(WRITTEN INSTRUCTION) Reproduce every line of the material below, but drop the pictures.

(SUPPLIED DATA)
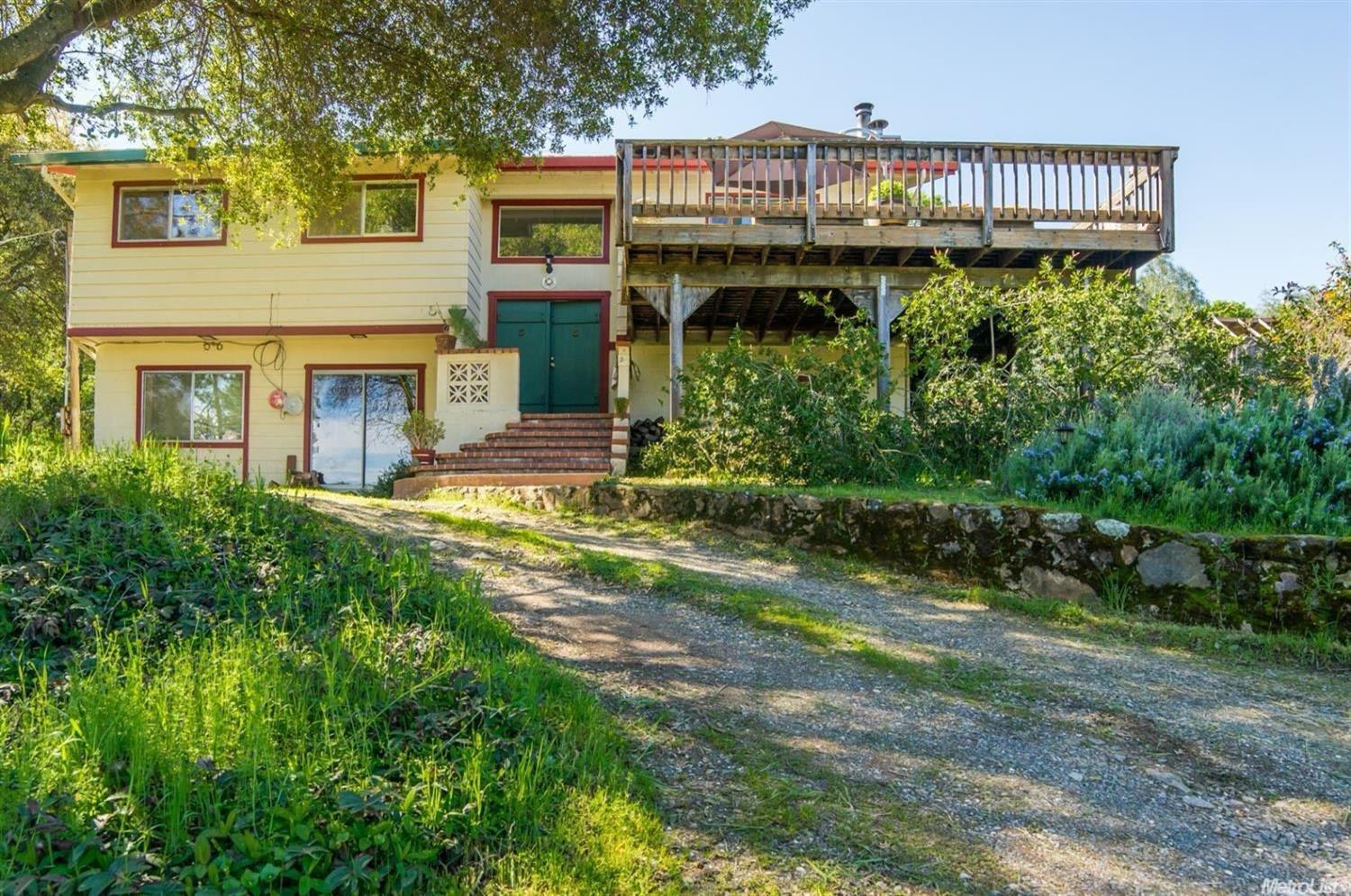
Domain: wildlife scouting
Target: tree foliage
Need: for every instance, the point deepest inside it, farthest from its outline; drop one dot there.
(277, 95)
(32, 249)
(1078, 334)
(805, 415)
(1310, 326)
(1170, 285)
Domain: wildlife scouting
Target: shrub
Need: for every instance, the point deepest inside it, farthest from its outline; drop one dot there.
(808, 415)
(210, 688)
(422, 431)
(384, 485)
(1275, 463)
(1078, 334)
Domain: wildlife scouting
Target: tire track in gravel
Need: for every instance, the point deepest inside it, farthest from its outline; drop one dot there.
(1162, 774)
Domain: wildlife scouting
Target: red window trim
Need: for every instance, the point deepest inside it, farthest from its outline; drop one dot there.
(194, 367)
(383, 238)
(421, 369)
(553, 294)
(604, 204)
(118, 242)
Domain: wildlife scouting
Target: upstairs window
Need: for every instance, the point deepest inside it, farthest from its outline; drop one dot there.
(376, 208)
(161, 215)
(567, 231)
(194, 407)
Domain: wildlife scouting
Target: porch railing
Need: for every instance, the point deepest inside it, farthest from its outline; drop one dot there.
(853, 180)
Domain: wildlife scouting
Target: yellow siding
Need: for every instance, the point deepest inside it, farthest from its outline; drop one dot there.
(251, 283)
(270, 434)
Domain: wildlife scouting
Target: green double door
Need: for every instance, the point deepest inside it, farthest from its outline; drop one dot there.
(559, 353)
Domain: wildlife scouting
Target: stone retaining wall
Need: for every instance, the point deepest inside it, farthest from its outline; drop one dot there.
(1296, 583)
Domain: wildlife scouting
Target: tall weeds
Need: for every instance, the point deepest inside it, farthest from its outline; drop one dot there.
(207, 688)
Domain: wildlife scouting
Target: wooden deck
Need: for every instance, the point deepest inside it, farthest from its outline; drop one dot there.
(721, 234)
(705, 207)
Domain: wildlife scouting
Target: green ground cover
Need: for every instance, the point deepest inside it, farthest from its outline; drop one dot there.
(207, 688)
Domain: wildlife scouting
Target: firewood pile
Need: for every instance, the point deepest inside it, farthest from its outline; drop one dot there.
(643, 432)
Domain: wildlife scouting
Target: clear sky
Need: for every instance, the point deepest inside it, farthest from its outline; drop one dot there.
(1256, 96)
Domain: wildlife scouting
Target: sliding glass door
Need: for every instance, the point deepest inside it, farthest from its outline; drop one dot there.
(354, 423)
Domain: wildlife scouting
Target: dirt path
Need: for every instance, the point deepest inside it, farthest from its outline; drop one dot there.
(1113, 769)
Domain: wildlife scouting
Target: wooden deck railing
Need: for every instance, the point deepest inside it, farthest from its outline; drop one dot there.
(842, 180)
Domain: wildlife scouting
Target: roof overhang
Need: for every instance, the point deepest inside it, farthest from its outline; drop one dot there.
(67, 161)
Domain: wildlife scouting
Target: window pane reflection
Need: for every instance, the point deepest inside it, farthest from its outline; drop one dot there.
(356, 424)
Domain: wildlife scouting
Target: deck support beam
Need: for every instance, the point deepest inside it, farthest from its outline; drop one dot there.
(75, 435)
(883, 310)
(676, 303)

(TASK SOLUTION)
Domain: wildlife scouting
Target: tree foliage
Need: for every instance, the point deepest inside it, farthest from its outline; drop one dot there.
(277, 95)
(32, 249)
(1078, 334)
(805, 415)
(1310, 326)
(1170, 285)
Domain: wildlife scouting
Target: shrub
Need: for every instance, the point deepest inside it, farthest from its outline; drop one dot there.
(808, 415)
(210, 688)
(422, 431)
(384, 485)
(1275, 463)
(1078, 334)
Domain: wildlife scouting
Target: tire track in gravel
Need: for every instance, the point deepest inside it, farthest from its outline; drop one dot there.
(1162, 774)
Domain: wildlife scouting
Target: red window trim
Need: for every instance, the point deepest inside it, farthest from its outline; drop one dot there.
(194, 367)
(383, 238)
(421, 369)
(553, 294)
(604, 204)
(118, 242)
Domain: wildlife scouting
Target: upstairs window
Need: for every instance, the point deepest inside it, farthest from its outline; drop one dot there.
(376, 208)
(161, 215)
(567, 231)
(194, 407)
Domain: wildlife scouting
Target: porch railing
Need: for every instance, the point deepest inside it, farthest from its outline; drop one dot there.
(853, 180)
Domain: wildlife scouting
Target: yellow siding
Need: for every instance, the point deepest inside it, farthest from its outline; drop one dot there.
(251, 283)
(270, 434)
Domain: wildlife scouting
Target: green double door
Need: for every instance, the point deepest inside it, farthest from its outline; drop one dot there.
(559, 353)
Domain: wildlife scouting
Target: stone retaining wall
Need: for every instance, the point deepest inside it, farthest from its outline; drop one dot there.
(1296, 583)
Domain: wildlife scouting
Target: tall weeds
Need: for every instance, the point deepest inside it, farthest from its outline; drop one dot there.
(207, 688)
Domain: wildlife scouting
Target: wooden deck
Need: for every instance, the point deepest inside it, farthest from its outline; drop one dot there.
(721, 234)
(705, 207)
Domain: wildlife scouting
Target: green ground cover
Need: for every instance, the point deepest inside it, farthest from its outline; drop one dot there.
(207, 688)
Domain: wildlife scouting
Target: firewood pile
Need: for every instance, the point deepest inside it, farthest from its outline; drop one dot there.
(643, 432)
Domain: wildlife scouting
Target: clear sky
Need: for every instance, the point deepest inside it, farthest from its outline; drop one dot there.
(1256, 96)
Domain: wildlife scouting
Target: sliding glass door
Need: for every instance, the point deepest inside it, farthest from its outline; drop one dot there.
(354, 423)
Domain: wildlife scouting
Target: dirt path
Need: for every instance, the point deepest inside it, farthest from its outline; drop one dot there.
(1113, 769)
Domain: wildlife scouting
Target: wooden deck railing
Need: for every instance, the point deepest inside it, farthest from its outline; drop one dot there.
(842, 180)
Domain: wildlife scouting
Target: roof overhang
Need: for every instance, the point deepest inside it, farthest from its outline; drop one dot there.
(67, 161)
Domain: wildlife scouting
Target: window pane reflection
Need: for every instance, the point deepest inside it, farthest from its outline; drop one dot there.
(356, 424)
Domain: wildlife scouting
Target: deck support beam
Need: for every instance, the point deepest inside it, farthest from its outline; drop one dot there.
(75, 435)
(883, 310)
(676, 303)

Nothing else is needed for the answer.